TASK REQUIREMENTS:
1. Answer these from the letter on tourism in PNG:
(a) What is the name of the river in the gorge called Wara Waghi?
(b) Which village are the Beaver Falls near?
(c) How many unique cultures and traditions does PNG have?
2. Can you rewrite the stretch of the letter on tourism in PNG from "Most of the" through "nations in the world.", changing "hospitals" to "clinics"?

SUPPLIED PASSAGE:
PNG needs to tap tourism potential

Letters, Normal

The National, Tuesday 22nd November 2011

Prime Minister Peter O’Neill ad­mitted PNG was a failed state when he lamented on the national scorecard a few weeks ago.
Most of the services like hospitals, roads, schools and general infrastructure are falling apart.
The rapid development in technology has led to an imbalance and disparity between the urban and rural areas.
If we were to sit back and pretend all is well, we will not move forward.
White collar crime is also eating away PNG’s fabric.
But PNG is not poor. It is one of the richest nations in the world.
It has mineral resources, human resources and natural resources such as scenic views, natural wonders, mystic and mythical folklores, marine lives and sandy beaches, picture-book landscapes, emerald waterways, trees, landmass, etc.
These resources are not being fully tapped.
We need someone to sit down and identify, prioritise, plan and develop these resources by aligning the tourism and hospitality industry.
Take for example, in a gorge called Wara Waghi in the Nipa-Kutubu district, there is a “magic” river called Hukir which flows out and down a dry river bed through a huge cave “when instructed” by the people.
Its ability to obey instructions is a very unique feature unlike any found or known in the world.
This could be one of the biggest tourist products with a potential bigger than the LNG project.
However, its remote location and inaccessibility hampers its potential.
Another wonder is the Beaver Falls near Kantobo village in Lake Kutubu, Southern Highlands.
If Niagara Falls along the US-Canada border can lure 20 million tourists a year, Beaver Falls has the potential to draw just as many people, if not more, given its pristine state, natural surrounding, stunning display and other water spots upstream.
Can you imagine 20 million tourists flooding into the area?
The rural economy would be flourishing and become a hive of econo­mic activity.
There are similar natural tourists resources throughout PNG.
We have more than 800 unique cultures and traditions.
They can be institutionalised and developed to lure tourists from all over the world.
Countries like United Arabs Emirates, Israel or other desert nations are flourishing because of tourism.
If we want to improve the national scorecard, then we must start with the rural areas.
One way forward is to research, identify, collate, formulate policies, develop, promote and market the abundance of tourist resources.
Simple, rural tourism is a way forward.

Data excerpts:

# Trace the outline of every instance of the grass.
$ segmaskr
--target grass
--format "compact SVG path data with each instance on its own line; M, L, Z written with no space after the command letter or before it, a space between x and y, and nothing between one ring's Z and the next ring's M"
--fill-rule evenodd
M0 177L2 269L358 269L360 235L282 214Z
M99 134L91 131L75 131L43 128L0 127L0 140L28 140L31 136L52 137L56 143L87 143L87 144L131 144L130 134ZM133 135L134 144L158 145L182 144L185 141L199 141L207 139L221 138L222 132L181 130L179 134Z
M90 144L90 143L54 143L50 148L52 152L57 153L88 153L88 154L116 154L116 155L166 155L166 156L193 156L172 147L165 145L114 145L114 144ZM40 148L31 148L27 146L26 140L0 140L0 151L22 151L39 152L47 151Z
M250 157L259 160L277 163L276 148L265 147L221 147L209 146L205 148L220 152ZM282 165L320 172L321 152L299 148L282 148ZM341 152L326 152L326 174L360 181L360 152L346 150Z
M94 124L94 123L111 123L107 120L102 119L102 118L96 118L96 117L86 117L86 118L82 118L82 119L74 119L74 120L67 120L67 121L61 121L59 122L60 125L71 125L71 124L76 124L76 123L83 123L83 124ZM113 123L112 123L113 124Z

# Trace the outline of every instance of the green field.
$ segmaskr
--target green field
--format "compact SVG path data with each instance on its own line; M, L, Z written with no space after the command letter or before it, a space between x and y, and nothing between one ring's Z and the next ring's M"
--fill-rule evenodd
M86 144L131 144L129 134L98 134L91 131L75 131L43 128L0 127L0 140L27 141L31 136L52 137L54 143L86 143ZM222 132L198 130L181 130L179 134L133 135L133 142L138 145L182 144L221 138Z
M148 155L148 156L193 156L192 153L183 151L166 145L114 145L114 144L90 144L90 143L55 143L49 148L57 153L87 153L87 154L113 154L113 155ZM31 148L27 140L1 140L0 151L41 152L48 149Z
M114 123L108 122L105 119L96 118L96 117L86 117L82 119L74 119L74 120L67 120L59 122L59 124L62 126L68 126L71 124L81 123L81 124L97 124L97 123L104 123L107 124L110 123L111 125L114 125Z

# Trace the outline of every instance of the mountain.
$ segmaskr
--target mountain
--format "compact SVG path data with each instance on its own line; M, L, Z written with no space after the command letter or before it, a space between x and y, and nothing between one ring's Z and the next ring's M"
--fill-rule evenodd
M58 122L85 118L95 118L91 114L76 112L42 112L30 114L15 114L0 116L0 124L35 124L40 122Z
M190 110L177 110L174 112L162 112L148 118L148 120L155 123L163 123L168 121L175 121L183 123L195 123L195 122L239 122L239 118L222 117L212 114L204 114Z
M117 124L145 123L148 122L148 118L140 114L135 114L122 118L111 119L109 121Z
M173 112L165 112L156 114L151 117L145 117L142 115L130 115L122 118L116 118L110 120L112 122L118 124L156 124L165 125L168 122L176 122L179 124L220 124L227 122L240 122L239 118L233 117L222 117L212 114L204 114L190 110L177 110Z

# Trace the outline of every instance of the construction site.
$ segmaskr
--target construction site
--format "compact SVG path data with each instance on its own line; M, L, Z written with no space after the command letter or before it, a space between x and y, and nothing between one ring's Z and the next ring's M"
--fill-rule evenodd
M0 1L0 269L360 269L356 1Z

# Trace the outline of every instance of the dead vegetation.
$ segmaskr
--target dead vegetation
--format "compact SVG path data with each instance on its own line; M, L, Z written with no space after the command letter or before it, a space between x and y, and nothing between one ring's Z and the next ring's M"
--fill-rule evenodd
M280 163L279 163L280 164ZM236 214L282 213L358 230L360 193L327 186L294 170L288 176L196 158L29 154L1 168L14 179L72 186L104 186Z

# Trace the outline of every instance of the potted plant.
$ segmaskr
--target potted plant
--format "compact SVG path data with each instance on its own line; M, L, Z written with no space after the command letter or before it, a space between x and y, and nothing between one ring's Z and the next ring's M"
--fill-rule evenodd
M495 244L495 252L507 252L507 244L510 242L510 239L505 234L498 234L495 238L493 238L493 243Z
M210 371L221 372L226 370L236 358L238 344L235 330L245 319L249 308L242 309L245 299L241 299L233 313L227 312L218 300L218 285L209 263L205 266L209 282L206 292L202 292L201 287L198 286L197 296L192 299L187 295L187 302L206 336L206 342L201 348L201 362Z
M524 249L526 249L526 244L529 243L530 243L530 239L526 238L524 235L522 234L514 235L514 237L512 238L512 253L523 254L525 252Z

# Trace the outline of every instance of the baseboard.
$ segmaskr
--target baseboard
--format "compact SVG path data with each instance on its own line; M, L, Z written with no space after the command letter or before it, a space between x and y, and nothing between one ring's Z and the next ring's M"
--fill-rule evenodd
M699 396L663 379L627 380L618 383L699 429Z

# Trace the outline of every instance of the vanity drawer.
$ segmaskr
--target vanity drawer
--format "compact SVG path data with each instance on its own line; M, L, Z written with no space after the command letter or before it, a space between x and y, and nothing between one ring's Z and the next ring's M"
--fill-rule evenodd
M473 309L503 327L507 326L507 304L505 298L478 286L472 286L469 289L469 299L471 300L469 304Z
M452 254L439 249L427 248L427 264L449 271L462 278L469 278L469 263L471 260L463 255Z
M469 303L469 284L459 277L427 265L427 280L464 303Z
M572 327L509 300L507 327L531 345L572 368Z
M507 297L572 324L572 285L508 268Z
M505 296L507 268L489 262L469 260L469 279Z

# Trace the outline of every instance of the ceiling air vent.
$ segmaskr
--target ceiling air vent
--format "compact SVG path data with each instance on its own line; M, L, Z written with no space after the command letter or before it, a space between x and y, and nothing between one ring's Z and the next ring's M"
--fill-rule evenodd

TASK SOLUTIONS:
1.
(a) Hukir
(b) Kantobo village
(c) More than 800

2.
Most of the services like clinics, roads, schools and general infrastructure are falling apart.
The rapid development in technology has led to an imbalance and disparity between the urban and rural areas.
If we were to sit back and pretend all is well, we will not move forward.
White collar crime is also eating away PNG’s fabric.
But PNG is not poor. It is one of the richest nations in the world.